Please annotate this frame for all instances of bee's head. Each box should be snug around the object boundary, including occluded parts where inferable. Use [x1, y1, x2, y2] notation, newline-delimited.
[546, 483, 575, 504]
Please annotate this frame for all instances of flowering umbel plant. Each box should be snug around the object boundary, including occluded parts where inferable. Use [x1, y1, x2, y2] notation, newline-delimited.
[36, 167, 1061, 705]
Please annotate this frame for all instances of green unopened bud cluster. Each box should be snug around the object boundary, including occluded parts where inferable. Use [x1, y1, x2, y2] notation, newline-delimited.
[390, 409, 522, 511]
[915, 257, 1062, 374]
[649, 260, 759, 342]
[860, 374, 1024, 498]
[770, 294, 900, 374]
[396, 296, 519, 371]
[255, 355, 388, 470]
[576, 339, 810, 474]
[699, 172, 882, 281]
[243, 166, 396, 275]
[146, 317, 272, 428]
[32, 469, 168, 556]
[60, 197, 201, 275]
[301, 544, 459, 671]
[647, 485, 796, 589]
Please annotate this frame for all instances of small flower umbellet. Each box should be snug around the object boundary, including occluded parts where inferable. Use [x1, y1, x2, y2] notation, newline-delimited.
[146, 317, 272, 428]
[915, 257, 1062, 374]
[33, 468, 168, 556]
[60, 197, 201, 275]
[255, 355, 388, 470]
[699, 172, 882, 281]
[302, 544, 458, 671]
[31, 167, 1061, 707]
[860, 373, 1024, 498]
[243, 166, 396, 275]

▬▬▬▬▬▬

● **What is asked**
Output exactly the lines from the one containing "Please annotate this frame for all instances of flowering" through the last line of the entries, both ends included.

● **Solution for this exercise**
Please annotate this frame for all instances of flowering umbel plant. Each box should be snug around the object boundary, including occluded parts where inferable. Use [x1, y1, x2, y2] notation, newline-delimited.
[36, 167, 1061, 705]
Please annotate this frame for all instances of green unopened bud cluster. Each box should be snug around the object boundary, including occluded parts where inferable. Use [x1, y1, x2, y2] notation, newline-delimited.
[390, 409, 522, 511]
[915, 257, 1062, 374]
[649, 260, 759, 342]
[860, 374, 1024, 498]
[770, 294, 900, 374]
[396, 296, 519, 371]
[255, 355, 388, 470]
[576, 339, 810, 474]
[699, 172, 882, 281]
[243, 166, 396, 275]
[146, 317, 272, 428]
[32, 469, 168, 556]
[60, 197, 201, 275]
[301, 544, 459, 671]
[647, 485, 796, 589]
Please annotate this frame for all instances of small flower umbellet. Each box should be snug around the object boundary, including occluded parts where inferable. Use [x1, y1, x2, y2] notation, newline-delimited.
[146, 317, 272, 428]
[915, 257, 1062, 374]
[33, 468, 168, 556]
[60, 197, 201, 275]
[255, 355, 388, 470]
[699, 172, 882, 281]
[302, 544, 458, 671]
[31, 167, 1061, 707]
[860, 373, 1024, 498]
[243, 166, 396, 275]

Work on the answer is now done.